**RECORDS PROVIDED:**
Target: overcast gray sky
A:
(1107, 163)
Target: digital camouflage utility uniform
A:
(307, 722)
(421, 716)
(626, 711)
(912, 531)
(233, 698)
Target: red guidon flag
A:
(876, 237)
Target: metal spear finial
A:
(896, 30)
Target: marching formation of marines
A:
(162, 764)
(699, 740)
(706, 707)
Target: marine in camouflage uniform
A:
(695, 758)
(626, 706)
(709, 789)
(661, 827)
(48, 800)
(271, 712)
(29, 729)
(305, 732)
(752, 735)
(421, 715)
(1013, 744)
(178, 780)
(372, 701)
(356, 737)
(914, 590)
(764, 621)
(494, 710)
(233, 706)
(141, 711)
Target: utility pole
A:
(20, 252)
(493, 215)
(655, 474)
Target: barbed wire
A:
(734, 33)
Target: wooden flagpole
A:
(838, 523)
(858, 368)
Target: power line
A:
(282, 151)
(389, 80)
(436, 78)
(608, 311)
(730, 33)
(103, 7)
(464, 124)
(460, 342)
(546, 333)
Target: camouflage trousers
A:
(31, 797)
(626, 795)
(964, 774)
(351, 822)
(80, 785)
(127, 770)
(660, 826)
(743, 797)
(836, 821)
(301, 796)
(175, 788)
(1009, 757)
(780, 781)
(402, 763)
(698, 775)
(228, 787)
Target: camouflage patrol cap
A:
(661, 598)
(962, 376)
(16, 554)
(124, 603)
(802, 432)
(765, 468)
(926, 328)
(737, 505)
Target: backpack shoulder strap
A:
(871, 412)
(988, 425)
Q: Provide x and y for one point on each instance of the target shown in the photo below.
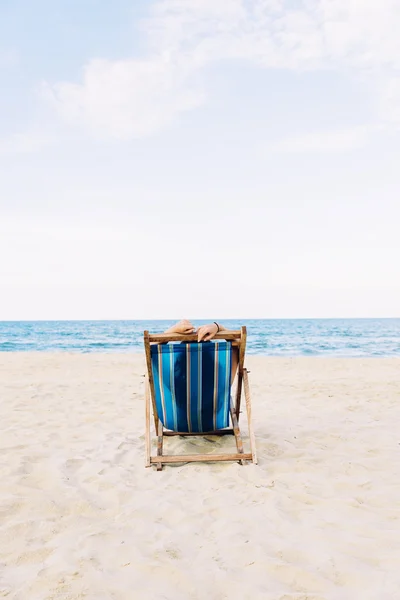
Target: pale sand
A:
(80, 516)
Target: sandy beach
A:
(80, 516)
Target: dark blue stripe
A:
(179, 397)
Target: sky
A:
(199, 159)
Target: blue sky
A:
(224, 158)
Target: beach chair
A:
(188, 385)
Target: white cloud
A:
(127, 98)
(328, 141)
(23, 143)
(134, 98)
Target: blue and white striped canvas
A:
(192, 385)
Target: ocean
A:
(271, 337)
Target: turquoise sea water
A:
(274, 337)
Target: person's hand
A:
(207, 332)
(183, 326)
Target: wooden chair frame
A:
(238, 339)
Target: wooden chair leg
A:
(249, 420)
(147, 432)
(236, 431)
(159, 444)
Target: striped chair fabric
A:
(192, 385)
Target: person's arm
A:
(207, 332)
(184, 327)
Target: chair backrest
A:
(192, 384)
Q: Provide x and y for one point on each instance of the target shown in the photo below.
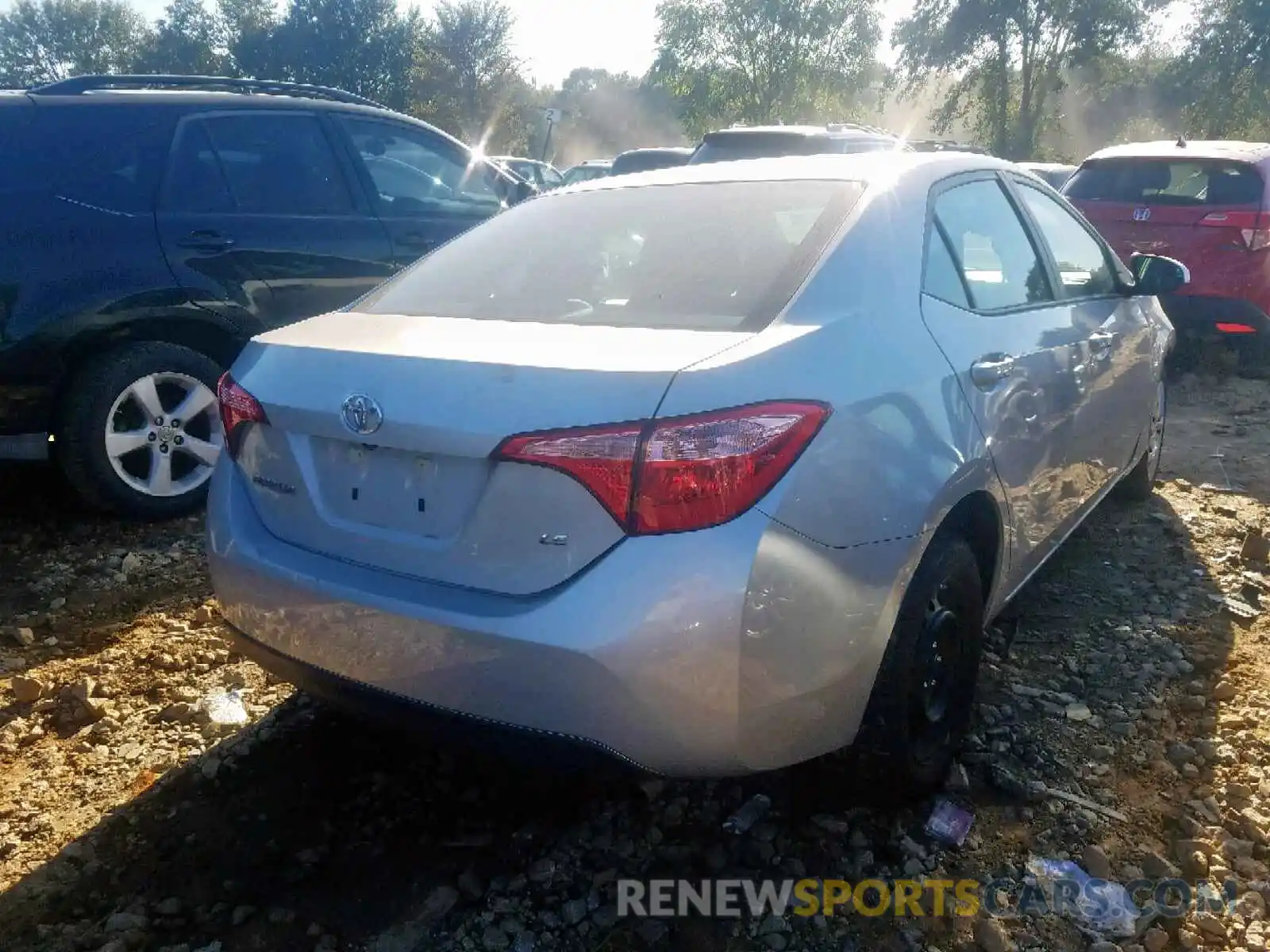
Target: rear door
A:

**EXERCISE DETAILS:** Rewrite every line of the rows above, replacing "wooden" with "timber" and leaving everything else unchanged. Omit the pictures.

**RESPONSE:**
Target: overcast gray sky
A:
(1107, 163)
Target: digital camouflage utility uniform
A:
(307, 722)
(421, 716)
(626, 711)
(912, 531)
(233, 698)
Target: red guidon flag
A:
(876, 237)
Target: metal spear finial
A:
(896, 30)
Target: marching formation of marines
A:
(162, 764)
(699, 740)
(706, 707)
Target: marine in camouflage uniform
A:
(695, 758)
(626, 706)
(709, 789)
(661, 827)
(48, 800)
(271, 712)
(29, 729)
(305, 732)
(752, 735)
(421, 715)
(1013, 744)
(178, 780)
(372, 701)
(356, 737)
(914, 590)
(764, 621)
(494, 710)
(233, 706)
(141, 711)
Target: utility pole
A:
(20, 252)
(493, 215)
(655, 474)
Target: barbed wire
A:
(734, 33)
Target: timber flagpole
A:
(838, 523)
(858, 368)
Target: power line
A:
(282, 151)
(389, 80)
(436, 78)
(608, 311)
(730, 33)
(103, 7)
(464, 124)
(460, 342)
(546, 333)
Target: camouflage trousers
A:
(31, 797)
(626, 795)
(964, 774)
(351, 822)
(80, 785)
(127, 770)
(660, 826)
(743, 797)
(836, 821)
(301, 796)
(175, 788)
(1009, 757)
(780, 781)
(402, 763)
(698, 775)
(228, 787)
Target: camouflage patrol cap
A:
(661, 598)
(962, 376)
(16, 554)
(124, 603)
(802, 432)
(765, 468)
(926, 328)
(737, 505)
Target: backpack shoulder strap
A:
(871, 412)
(988, 425)
Q: Provide x and y for one point on each instance of the target shown in the photo below.
Target: pale sand
A:
(80, 516)
Target: sandy beach
A:
(80, 516)
Target: dark blue stripe
A:
(179, 397)
Target: sky
A:
(199, 159)
Target: blue sky
A:
(224, 158)
Target: beach chair
A:
(188, 385)
Target: white cloud
A:
(127, 98)
(328, 141)
(23, 143)
(134, 98)
Target: blue and white striped canvas
A:
(192, 385)
Target: ocean
A:
(271, 337)
Target: turquoise sea water
A:
(274, 337)
Target: person's hand
A:
(207, 332)
(183, 326)
Target: timber chair frame
A:
(238, 339)
Target: timber chair leg
A:
(249, 420)
(147, 432)
(236, 431)
(159, 444)
Target: striped chair fabric
A:
(192, 385)
Target: person's arm
A:
(207, 332)
(184, 327)
Target: chair backrest
A:
(192, 384)
Q: Provide x and y for one point on each instance of the target shown in the photo below.
Target: rear door
A:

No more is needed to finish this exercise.